Scan the material for "jacket". Copy every line it appears in.

START Input for this task

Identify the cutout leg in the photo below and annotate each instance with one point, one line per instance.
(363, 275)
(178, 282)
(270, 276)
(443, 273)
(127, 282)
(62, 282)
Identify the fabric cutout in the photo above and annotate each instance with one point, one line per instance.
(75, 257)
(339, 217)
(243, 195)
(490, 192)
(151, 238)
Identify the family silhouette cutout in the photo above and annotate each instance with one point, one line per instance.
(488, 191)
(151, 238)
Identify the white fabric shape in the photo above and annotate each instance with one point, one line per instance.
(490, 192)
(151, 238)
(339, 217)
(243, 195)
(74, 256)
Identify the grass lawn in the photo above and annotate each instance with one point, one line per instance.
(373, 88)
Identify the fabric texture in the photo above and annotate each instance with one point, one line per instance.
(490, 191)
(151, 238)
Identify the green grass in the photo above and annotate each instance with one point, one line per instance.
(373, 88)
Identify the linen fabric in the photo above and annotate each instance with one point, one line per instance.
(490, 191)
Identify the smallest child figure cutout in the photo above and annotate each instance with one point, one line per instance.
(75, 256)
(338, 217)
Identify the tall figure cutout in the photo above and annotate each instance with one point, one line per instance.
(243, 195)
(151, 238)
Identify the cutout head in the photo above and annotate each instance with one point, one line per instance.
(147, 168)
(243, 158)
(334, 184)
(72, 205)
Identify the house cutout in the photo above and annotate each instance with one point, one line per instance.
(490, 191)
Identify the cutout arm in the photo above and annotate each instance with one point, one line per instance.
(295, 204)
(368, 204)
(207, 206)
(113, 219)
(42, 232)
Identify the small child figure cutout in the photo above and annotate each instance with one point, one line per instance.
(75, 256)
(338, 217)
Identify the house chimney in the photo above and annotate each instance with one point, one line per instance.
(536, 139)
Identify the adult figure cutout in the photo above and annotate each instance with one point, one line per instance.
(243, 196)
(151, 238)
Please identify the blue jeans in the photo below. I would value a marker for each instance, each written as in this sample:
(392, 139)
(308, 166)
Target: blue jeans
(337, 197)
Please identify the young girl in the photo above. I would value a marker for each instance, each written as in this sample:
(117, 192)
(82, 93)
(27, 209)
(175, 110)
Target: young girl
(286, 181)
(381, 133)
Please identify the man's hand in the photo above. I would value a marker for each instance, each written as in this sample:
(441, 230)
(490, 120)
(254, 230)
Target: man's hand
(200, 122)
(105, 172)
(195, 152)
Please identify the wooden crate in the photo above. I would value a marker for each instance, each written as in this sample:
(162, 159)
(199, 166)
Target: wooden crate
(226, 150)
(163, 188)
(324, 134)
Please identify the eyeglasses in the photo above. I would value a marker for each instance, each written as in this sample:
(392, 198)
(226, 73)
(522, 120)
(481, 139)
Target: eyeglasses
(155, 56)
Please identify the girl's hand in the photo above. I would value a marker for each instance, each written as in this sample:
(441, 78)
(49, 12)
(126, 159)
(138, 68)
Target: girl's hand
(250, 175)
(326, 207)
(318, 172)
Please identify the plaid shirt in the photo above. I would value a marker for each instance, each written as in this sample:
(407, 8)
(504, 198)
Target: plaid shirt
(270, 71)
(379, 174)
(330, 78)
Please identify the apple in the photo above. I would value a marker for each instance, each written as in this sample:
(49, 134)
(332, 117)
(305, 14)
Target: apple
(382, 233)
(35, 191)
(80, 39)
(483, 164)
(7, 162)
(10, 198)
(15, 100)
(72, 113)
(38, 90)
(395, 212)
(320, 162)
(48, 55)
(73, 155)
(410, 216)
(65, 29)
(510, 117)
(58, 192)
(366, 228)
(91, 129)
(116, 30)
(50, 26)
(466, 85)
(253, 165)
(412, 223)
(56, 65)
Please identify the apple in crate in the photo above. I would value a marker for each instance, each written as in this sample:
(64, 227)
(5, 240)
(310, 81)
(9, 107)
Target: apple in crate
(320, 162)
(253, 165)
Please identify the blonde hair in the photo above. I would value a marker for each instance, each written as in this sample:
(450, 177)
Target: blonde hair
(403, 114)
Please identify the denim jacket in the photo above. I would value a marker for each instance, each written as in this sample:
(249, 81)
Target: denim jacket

END Input for this task

Final answer ::
Please identify the denim jacket in the photo above. I would value a marker for each instance, each written as in this sample:
Target: denim jacket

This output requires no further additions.